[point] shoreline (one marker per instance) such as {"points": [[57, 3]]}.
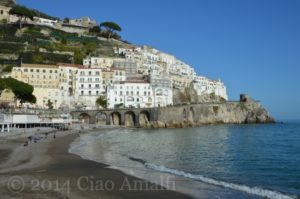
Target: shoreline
{"points": [[46, 169]]}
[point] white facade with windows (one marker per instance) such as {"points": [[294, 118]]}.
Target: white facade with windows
{"points": [[130, 94], [162, 91], [88, 87], [203, 85]]}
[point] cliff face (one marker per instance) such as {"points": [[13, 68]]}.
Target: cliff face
{"points": [[189, 95], [211, 113]]}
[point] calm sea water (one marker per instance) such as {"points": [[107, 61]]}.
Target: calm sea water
{"points": [[260, 160]]}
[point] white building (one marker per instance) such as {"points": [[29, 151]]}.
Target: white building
{"points": [[203, 85], [162, 90], [99, 62], [44, 21], [136, 94], [88, 87]]}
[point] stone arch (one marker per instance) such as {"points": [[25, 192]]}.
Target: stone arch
{"points": [[101, 118], [129, 119], [144, 118], [191, 116], [84, 118], [115, 118]]}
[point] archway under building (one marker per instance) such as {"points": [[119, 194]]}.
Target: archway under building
{"points": [[144, 118], [129, 119], [84, 118], [115, 118], [101, 118]]}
++++++++
▸ **What you will do**: Extract every line of the entries above word for word, leaving out the picture.

▸ **Reply**:
[point] shoreline (one marker per instance) such as {"points": [[57, 3]]}.
Target: shoreline
{"points": [[46, 169]]}
[point] white facade with windows (one marker per instance) such as {"points": [[294, 118]]}.
Target: white facade with windows
{"points": [[130, 94], [162, 91], [88, 87], [203, 85]]}
[point] cliff face (one marker per instance) such as {"points": [[13, 68]]}.
Target: cliff face
{"points": [[189, 95], [211, 113]]}
[point] calm sea water (one marker per instance) such as {"points": [[107, 61]]}.
Target: calm sea water
{"points": [[260, 160]]}
[point] white building (one marker per instance) such as {"points": [[29, 151]]}.
Target: white building
{"points": [[203, 85], [162, 90], [99, 62], [44, 21], [136, 94], [88, 87]]}
[point] stone arch (one marker per instance) such as {"points": [[25, 192]]}.
Target: stone arch
{"points": [[101, 118], [129, 119], [144, 118], [191, 116], [84, 118], [115, 118]]}
[point] archway under building (one marker per instance) such as {"points": [[119, 194]]}.
Target: archway under building
{"points": [[144, 118], [129, 119], [84, 118], [115, 118], [101, 118]]}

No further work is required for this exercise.